- WHAT TO PRODUCE
From the records below, copy out each line that contains the string "suit". Matching is case-sensitive.

- RECORDS PROVIDED

########################################

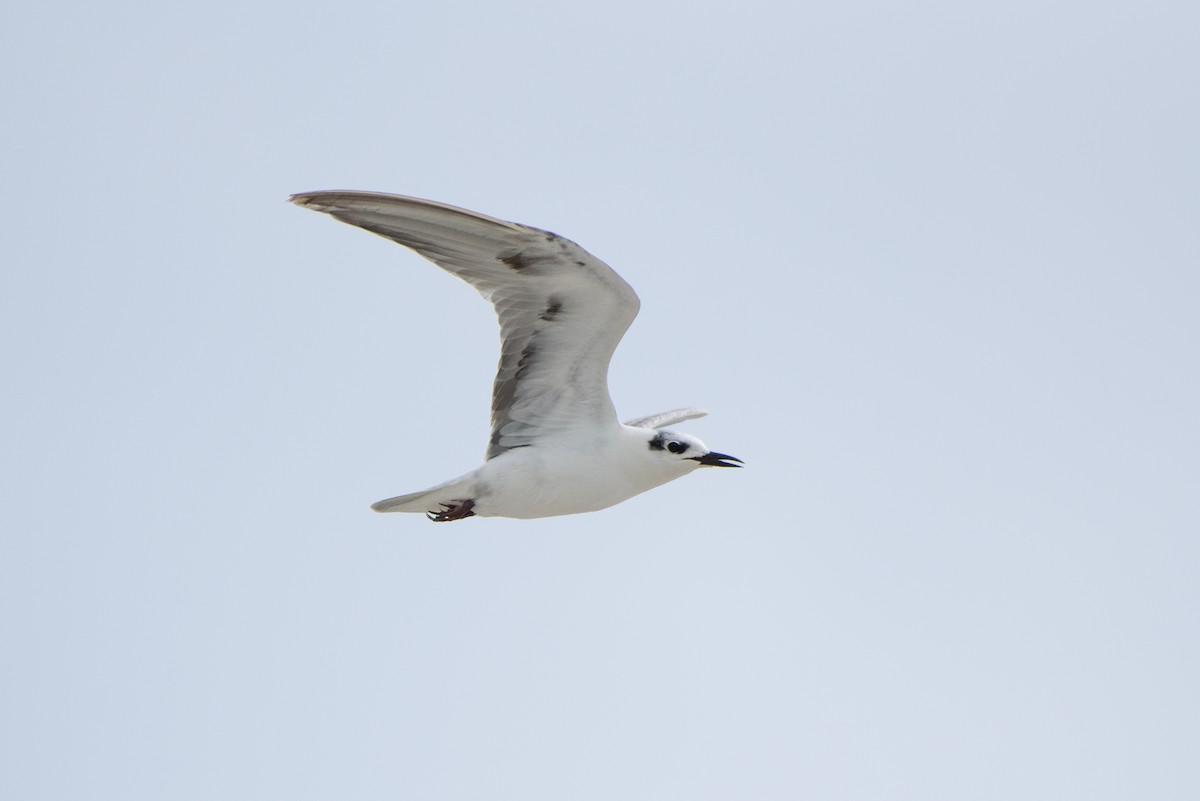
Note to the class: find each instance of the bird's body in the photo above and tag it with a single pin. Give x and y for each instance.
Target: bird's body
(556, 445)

########################################

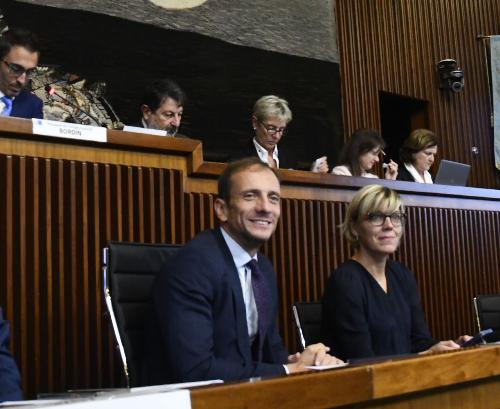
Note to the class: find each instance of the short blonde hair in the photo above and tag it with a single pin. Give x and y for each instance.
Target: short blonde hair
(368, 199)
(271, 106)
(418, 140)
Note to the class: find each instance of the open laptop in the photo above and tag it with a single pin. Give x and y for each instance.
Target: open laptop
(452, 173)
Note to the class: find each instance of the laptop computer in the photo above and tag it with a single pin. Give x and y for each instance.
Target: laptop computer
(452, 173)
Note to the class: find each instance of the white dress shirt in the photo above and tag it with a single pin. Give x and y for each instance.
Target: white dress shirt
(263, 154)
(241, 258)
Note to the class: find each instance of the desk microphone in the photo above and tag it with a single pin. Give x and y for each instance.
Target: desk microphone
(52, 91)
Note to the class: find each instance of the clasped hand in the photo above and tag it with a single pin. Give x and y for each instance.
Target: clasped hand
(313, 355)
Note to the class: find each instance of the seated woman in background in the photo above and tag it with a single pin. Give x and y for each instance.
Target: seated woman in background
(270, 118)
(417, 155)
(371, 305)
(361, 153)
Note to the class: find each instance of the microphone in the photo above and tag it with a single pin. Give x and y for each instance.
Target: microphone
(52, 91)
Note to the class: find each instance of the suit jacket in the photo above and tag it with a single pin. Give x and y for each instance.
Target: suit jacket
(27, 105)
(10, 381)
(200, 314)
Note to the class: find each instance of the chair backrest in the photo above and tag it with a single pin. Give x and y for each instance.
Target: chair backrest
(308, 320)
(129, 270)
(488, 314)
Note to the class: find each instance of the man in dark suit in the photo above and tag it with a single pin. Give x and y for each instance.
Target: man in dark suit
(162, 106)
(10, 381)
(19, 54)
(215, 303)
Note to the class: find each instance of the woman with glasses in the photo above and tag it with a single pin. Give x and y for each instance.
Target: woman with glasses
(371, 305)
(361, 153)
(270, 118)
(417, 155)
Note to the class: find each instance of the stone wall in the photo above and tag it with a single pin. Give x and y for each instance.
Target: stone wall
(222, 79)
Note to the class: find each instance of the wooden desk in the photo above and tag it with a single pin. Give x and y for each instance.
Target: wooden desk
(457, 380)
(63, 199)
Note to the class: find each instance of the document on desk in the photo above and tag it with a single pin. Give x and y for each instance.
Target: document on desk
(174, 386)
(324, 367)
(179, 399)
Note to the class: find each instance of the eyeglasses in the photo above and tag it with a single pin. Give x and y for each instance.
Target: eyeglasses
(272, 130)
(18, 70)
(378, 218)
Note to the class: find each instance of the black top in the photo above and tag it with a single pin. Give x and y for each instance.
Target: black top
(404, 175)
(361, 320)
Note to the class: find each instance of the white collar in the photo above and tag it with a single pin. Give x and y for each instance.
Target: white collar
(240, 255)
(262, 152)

########################################

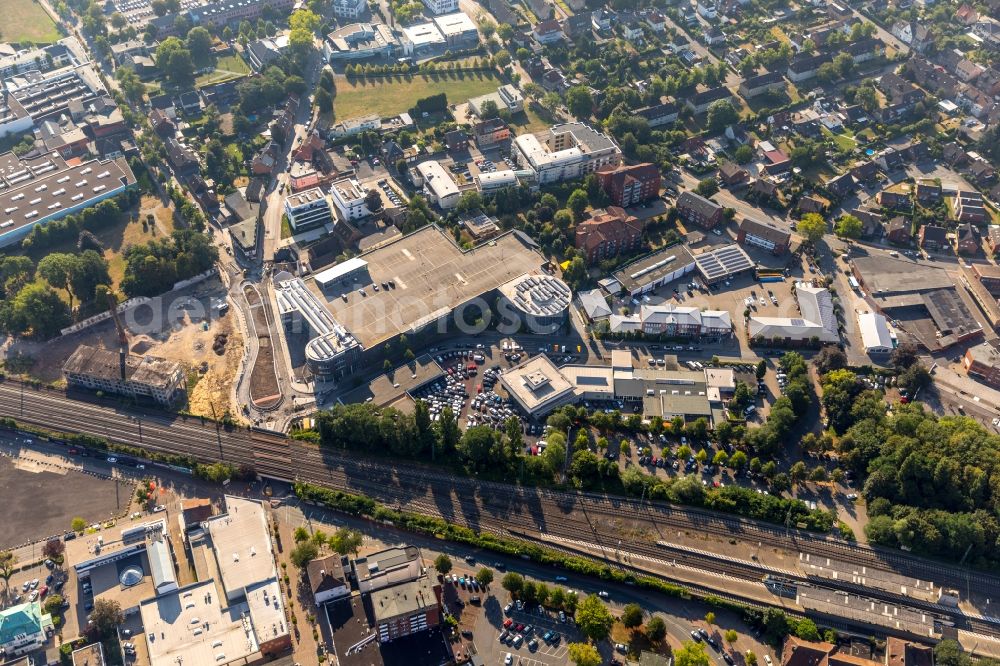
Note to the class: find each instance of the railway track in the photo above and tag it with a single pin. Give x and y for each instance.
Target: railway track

########################################

- RESULT OF THE TASK
Note to the class: find each instance of the suit jacket in the photo above and tag it with a single pin. Give x and y for each instance.
Target: suit jacket
Note to the class: find each instance of the man in dark suit in the photo above and tag it with a single pin. Give x and y for each instance.
Target: man in dark suit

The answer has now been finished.